§ **The tasks**
(A) Reproduce the passage on cooperative caching shortcomings word for word, starting at "There are certain" and ending at "using this algorithm.".
(B) Write the next part of the passage on cooperative caching shortcomings, picking up after its final sentence.

§ **Excerpted passage**
There are certain shortcomings in the novel methods described in the paper. Firstly, filebased cache consistency does not handle concurrent write-sharing of a file by multiple clients as efficiently as block-based consistency. Secondly, if the working set of blocks is larger than the cooperative cache, the locations of the master copies will change rapidly as blocks move in and out of client caches causing the probable master copy locations to be inaccurate leading to excessive forwarding of requests. Thirdly, the master copy forwarding algorithm may lead to unnecessary forwarding. A block which is deleted before it is down to its last copy should not have been forwarded to its cooperative cache but will probably will using this algorithm.

§ **Supplied entries**
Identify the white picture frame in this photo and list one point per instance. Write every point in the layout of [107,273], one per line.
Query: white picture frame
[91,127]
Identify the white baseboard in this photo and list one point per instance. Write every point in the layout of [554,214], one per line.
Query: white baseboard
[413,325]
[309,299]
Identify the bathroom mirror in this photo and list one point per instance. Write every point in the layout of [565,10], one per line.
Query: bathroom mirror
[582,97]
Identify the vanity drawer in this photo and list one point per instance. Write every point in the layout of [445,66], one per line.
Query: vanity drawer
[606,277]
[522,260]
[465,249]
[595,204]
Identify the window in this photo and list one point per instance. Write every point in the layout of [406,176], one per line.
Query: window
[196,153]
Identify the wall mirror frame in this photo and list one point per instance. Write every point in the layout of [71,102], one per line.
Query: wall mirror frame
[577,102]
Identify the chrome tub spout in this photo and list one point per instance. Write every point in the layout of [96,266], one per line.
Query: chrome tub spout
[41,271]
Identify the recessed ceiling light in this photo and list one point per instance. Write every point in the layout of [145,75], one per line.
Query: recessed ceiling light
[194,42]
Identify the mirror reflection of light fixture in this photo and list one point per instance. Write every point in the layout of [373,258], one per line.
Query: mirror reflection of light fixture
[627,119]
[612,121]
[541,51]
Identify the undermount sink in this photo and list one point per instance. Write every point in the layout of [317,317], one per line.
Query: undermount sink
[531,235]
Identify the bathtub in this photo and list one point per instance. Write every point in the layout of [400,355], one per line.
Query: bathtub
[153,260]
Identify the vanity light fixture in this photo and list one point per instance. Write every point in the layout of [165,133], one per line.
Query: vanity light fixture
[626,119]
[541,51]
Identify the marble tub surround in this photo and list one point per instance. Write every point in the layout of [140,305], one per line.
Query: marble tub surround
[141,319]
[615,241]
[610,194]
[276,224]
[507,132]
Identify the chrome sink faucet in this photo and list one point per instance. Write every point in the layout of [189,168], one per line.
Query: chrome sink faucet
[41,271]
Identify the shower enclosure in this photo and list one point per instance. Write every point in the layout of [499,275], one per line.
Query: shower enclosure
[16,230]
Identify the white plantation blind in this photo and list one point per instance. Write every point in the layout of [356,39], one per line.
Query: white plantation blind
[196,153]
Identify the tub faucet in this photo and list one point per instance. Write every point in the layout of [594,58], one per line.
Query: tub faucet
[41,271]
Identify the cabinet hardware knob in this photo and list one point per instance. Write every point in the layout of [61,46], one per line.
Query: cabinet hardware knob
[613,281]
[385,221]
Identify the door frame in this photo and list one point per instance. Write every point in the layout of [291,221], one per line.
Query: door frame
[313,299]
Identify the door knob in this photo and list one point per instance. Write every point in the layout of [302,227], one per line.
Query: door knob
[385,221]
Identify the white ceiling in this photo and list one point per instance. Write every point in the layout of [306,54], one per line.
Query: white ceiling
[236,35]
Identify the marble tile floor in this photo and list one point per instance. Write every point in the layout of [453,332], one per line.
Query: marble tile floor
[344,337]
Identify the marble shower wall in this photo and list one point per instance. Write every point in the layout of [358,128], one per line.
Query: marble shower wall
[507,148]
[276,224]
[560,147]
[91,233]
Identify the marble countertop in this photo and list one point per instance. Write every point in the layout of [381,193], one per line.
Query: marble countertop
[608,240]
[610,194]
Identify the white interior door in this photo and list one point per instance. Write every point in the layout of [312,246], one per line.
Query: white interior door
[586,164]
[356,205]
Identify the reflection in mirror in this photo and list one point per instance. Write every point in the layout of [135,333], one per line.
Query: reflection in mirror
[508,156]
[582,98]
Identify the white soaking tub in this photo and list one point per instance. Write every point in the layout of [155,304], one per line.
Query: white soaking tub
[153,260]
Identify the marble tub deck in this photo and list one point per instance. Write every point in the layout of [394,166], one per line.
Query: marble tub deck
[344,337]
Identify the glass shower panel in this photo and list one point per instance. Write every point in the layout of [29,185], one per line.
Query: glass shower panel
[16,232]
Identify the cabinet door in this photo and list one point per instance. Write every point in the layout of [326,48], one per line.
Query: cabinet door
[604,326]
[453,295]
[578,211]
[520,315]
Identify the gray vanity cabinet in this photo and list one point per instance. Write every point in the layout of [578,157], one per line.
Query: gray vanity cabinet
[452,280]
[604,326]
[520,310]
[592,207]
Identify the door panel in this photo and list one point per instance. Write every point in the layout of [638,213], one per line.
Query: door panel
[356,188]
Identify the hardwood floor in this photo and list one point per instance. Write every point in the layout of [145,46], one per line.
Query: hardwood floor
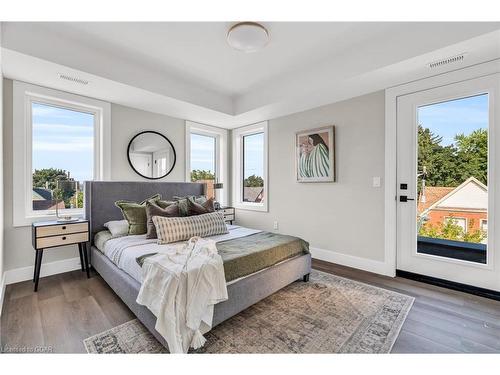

§ **Answers per task**
(A)
There are certain shortcomings in the novel methods described in the paper. Firstly, filebased cache consistency does not handle concurrent write-sharing of a file by multiple clients as efficiently as block-based consistency. Secondly, if the working set of blocks is larger than the cooperative cache, the locations of the master copies will change rapidly as blocks move in and out of client caches causing the probable master copy locations to be inaccurate leading to excessive forwarding of requests. Thirdly, the master copy forwarding algorithm may lead to unnecessary forwarding. A block which is deleted before it is down to its last copy should not have been forwarded to its cooperative cache but will probably will using this algorithm.

(B)
Reviewer: Zhenlin Wang

The main contribution of this paper is to provide a decentralized algorithm for cooperative caching based on inexact information, called hints. Unfortunately, the algorithm still need the central manager to maintain consistency of hints. However, it distinguishes itself by much lower manager loads. The client itself performs lookup, replacement and forwarding using its hints. The concept, master copy, is introduced in the paper for hint maintenance. A master copy of a block is the its first cached copy. The manager obtains the set of hints of a file from the last client to acquire a token for the file. It then passes the hints to the next client obtaining the file token. When a client forward a mater copy of a block to the other client, both clients update their hints to show the location of the master copy. Lookup of clients thus first relied on the hints which keep track of the location of master copy. In the decentralized algorithm, forwarding is only applied for the master copy of block. So the client need not check with the manager if a block is singlet or not. The best-guess replacement algorithm approximates global LRU, where each client maintains an oldest block list. The erroneous replacement of the algorithm is compensated by discard cache which is similar to victim buffer. The paper also compares the performance of the hint-based algorithm, N-chance, GMS, global LRU, and optimal algorithm. The manager loads of N-chance, GMS and hint-based are also measured. Hint-based algorithm has near optimal performance and much lower manager load.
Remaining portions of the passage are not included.